Both the line containing "rough mask: <svg" and the line containing "negative clicks: (433, 133)" belong to the span. Output exactly that span from the listing below, and nothing outside it.

== RECORDS FOR THE TASK ==
++++++++++++++++++++

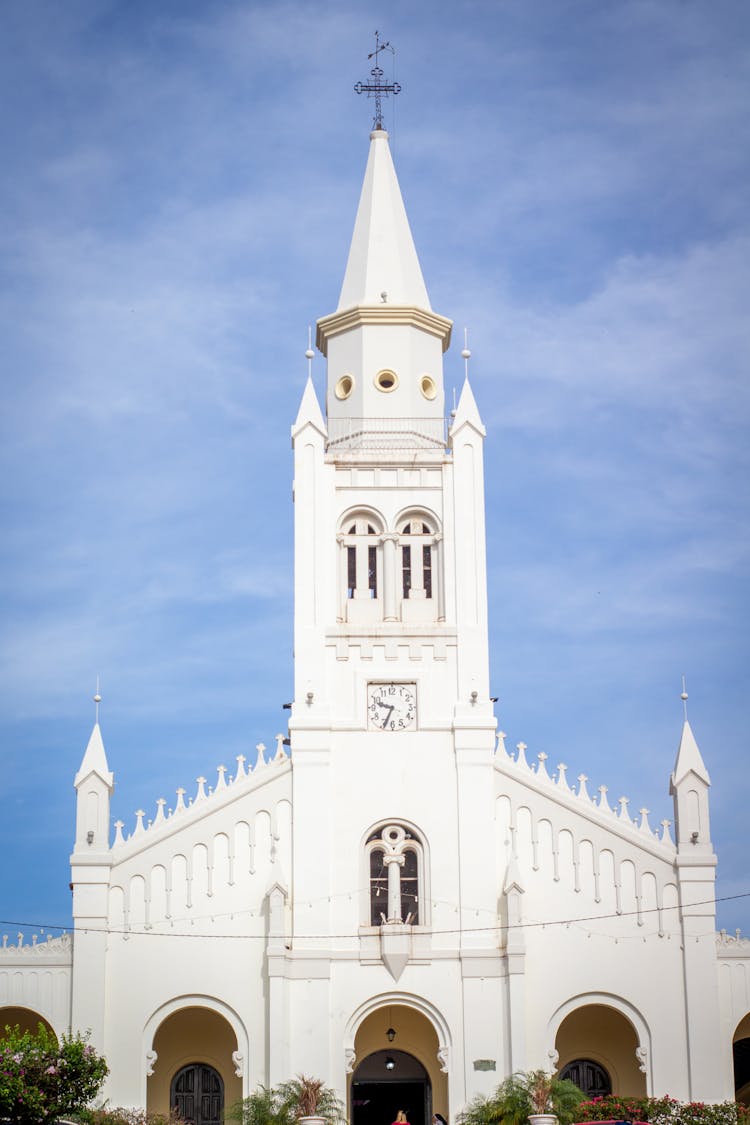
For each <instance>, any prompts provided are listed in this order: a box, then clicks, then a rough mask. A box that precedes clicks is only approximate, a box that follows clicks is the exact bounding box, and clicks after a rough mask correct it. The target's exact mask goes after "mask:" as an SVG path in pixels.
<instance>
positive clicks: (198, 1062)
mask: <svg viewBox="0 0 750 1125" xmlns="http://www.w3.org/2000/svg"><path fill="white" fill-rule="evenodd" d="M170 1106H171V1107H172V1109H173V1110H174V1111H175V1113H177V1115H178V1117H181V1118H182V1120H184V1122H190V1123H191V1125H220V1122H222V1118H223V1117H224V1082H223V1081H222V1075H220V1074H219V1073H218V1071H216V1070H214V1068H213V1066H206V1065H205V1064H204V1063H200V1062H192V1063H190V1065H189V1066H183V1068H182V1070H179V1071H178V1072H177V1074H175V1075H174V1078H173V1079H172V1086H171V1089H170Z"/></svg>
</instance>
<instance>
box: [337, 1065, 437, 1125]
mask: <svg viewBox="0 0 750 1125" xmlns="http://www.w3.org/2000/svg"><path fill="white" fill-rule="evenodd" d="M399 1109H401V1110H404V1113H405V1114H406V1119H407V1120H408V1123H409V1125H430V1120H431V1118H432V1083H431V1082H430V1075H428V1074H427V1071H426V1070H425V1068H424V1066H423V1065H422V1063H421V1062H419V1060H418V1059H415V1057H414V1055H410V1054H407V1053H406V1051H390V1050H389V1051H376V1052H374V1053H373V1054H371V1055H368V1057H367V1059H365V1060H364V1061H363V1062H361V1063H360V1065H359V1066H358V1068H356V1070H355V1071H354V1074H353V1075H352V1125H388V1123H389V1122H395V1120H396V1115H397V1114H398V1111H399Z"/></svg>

++++++++++++++++++++

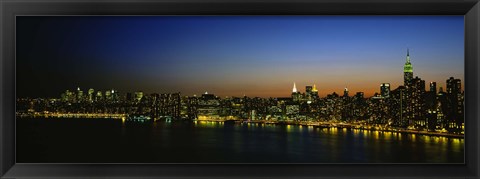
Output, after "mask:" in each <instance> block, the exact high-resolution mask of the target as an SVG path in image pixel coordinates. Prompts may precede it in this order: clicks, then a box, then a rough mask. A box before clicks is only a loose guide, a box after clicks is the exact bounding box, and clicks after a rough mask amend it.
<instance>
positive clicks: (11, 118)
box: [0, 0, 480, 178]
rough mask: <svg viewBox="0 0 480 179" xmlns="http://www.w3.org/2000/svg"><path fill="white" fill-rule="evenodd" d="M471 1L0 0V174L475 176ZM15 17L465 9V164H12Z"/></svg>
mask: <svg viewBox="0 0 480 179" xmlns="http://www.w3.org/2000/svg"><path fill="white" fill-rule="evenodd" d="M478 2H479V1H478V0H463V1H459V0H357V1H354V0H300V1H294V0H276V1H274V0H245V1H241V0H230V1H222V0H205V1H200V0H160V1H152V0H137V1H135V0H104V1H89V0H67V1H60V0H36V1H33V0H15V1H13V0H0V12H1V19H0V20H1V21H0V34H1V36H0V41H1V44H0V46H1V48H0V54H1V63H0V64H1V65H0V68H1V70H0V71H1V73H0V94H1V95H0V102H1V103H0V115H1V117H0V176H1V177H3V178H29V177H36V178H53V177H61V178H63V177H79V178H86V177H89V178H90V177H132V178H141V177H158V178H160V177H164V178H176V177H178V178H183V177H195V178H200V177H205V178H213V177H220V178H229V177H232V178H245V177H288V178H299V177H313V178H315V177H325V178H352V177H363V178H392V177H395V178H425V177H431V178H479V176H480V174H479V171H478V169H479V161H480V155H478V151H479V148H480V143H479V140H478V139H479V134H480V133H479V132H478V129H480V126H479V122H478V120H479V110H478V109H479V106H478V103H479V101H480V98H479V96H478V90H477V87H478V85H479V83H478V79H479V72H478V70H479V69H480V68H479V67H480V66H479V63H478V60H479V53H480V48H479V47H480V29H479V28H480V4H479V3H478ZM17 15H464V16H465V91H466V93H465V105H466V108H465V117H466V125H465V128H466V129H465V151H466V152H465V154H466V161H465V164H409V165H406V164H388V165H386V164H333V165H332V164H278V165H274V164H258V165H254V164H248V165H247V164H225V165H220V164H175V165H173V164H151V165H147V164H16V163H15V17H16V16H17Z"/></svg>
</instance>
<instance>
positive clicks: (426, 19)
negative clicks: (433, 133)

++++++++++++++++++++

== RESULT FOR THIS EXERCISE ==
rough mask: <svg viewBox="0 0 480 179" xmlns="http://www.w3.org/2000/svg"><path fill="white" fill-rule="evenodd" d="M471 1L0 0V174L475 176ZM15 17L465 9V164H12Z"/></svg>
mask: <svg viewBox="0 0 480 179" xmlns="http://www.w3.org/2000/svg"><path fill="white" fill-rule="evenodd" d="M478 2H479V1H478V0H463V1H459V0H357V1H354V0H300V1H294V0H276V1H274V0H245V1H241V0H230V1H222V0H205V1H200V0H160V1H152V0H137V1H135V0H104V1H89V0H67V1H60V0H36V1H33V0H15V1H13V0H0V12H1V19H0V20H1V21H0V34H1V36H0V41H1V44H0V46H1V48H0V54H1V63H0V64H1V65H0V68H1V70H0V71H1V73H0V94H1V95H0V102H1V103H0V115H1V117H0V176H1V177H3V178H29V177H36V178H53V177H61V178H63V177H79V178H86V177H89V178H90V177H132V178H141V177H158V178H160V177H164V178H176V177H178V178H183V177H195V178H200V177H205V178H213V177H220V178H229V177H232V178H245V177H288V178H299V177H313V178H315V177H325V178H352V177H363V178H392V177H395V178H425V177H431V178H479V176H480V174H479V171H478V169H479V161H480V155H478V151H479V148H480V143H479V140H478V139H479V134H480V133H479V132H478V129H480V126H479V122H478V120H479V110H478V109H479V106H478V103H479V101H480V98H479V96H478V90H477V87H478V85H479V83H478V79H479V72H478V70H479V69H480V68H479V67H480V66H479V63H478V60H479V53H480V48H479V47H480V29H479V28H480V4H479V3H478ZM17 15H464V16H465V91H466V93H465V105H466V108H465V117H466V125H465V128H466V129H465V151H466V152H465V154H466V161H465V164H409V165H406V164H388V165H386V164H333V165H332V164H278V165H274V164H258V165H254V164H248V165H247V164H225V165H220V164H175V165H173V164H151V165H147V164H16V163H15V17H16V16H17Z"/></svg>
</instance>
<instance>
positive clicks: (426, 19)
negative clicks: (433, 133)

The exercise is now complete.